▶ **WRITTEN EXERCISE 1**
According to the management overview, how many land drilling rigs are in the company's actively marketed fleet?
▶ **WRITTEN EXERCISE 2**
From the management overview, print the passage starting with "Management Overview" and going on through "accompanying notes thereto.".

ITEM 7. MANAGEMENT’S DISCUSSION AND ANALYSIS OF FINANCIAL CONDITION AND RESULTS OF OPERATIONS

 

Management Overview

 

This section is intended to help you understand our results of operations and our financial condition. This information is provided as a supplement to, and should be read in conjunction with, our consolidated financial statements and the accompanying notes thereto.

 

We have grown from a land drilling business centered in the U.S. Lower 48 states, Canada and Alaska to an international business with operations on land and offshore in most of the major oil and gas markets in the world. Our worldwide fleet of actively marketed rigs consists of 474 land drilling rigs, 548 rigs for land well-servicing and workover work in the United States and Canada, offshore platform rigs, jackup units, barge rigs and a large component of trucks and fluid hauling vehicles. We have investments in oil and gas exploration, development and production activities in the United States and Canada, but are marketing to dispose of our oil and gas portfolio in an expeditious and prudent manner.

 

The majority of our business is conducted through two business lines:

 

·                  Our Drilling & Rig Services business line includes our drilling operations for oil and natural gas wells, on land and offshore, and companies engaged in drilling technology, top drive manufacturing, directional drilling, construction services, and rig instrumentation and software. This business line, consisting of six operating segments, includes U.S. Lower 48 Land Drilling, U.S. Offshore, Alaska, Canada, and International operations. Our U.S. Lower 48 Land Drilling and International operating segments also represent reportable segments based on quantitative thresholds. In addition, our Other Rig Services operating segment combines Canrig Drilling Technology Ltd., Peak Oilfield Services and Ryan Directional Services, Inc. The latter operating segment does not meet the criteria for disclosure, individually or in the aggregate, as a reportable segment.

 

·                  Our Completion & Production Services business line includes our well-servicing, fluid logistics, workover operations and our pressure pumping services. This business line, consisting of two operating segments, includes U.S. Production Services and Completion Services, and represents reportable segments.

▶ **ENTRIES**
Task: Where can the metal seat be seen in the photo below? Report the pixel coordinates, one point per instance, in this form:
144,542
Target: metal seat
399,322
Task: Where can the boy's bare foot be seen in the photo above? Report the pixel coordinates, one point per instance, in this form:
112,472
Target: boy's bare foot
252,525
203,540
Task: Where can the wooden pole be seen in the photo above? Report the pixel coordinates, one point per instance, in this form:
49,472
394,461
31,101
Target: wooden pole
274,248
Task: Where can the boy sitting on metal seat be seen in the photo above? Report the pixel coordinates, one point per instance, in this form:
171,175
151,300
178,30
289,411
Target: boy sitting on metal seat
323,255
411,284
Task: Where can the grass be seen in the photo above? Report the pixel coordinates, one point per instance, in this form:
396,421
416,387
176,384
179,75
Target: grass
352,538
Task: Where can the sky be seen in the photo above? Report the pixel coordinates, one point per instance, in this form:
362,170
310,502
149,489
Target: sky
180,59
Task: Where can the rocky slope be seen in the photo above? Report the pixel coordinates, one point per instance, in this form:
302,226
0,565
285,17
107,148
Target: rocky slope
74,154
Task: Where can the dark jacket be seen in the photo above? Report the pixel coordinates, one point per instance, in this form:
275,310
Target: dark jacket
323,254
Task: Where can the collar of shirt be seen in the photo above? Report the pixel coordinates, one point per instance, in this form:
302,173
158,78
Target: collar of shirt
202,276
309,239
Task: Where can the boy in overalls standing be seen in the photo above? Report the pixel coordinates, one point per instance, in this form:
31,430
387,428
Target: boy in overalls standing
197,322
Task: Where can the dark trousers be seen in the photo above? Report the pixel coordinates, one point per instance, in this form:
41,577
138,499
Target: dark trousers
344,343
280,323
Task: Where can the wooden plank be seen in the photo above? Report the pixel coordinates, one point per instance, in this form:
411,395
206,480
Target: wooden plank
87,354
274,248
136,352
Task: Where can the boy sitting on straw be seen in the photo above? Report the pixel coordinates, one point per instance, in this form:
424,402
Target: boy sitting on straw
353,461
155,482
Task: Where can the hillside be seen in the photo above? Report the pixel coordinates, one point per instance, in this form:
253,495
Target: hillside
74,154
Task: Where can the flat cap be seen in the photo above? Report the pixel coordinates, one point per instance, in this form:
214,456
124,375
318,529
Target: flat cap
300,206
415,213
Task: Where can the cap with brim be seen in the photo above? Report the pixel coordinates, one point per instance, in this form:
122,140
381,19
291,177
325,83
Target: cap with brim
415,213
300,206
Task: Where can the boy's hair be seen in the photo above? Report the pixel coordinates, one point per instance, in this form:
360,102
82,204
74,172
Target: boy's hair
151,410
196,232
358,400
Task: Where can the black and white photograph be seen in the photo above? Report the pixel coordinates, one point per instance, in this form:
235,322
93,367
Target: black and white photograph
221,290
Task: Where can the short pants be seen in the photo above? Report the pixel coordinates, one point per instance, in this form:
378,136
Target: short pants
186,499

▶ **EXPECTED OUTPUT 1**
474 land drilling rigs.

▶ **EXPECTED OUTPUT 2**
Management Overview

 

This section is intended to help you understand our results of operations and our financial condition. This information is provided as a supplement to, and should be read in conjunction with, our consolidated financial statements and the accompanying notes thereto.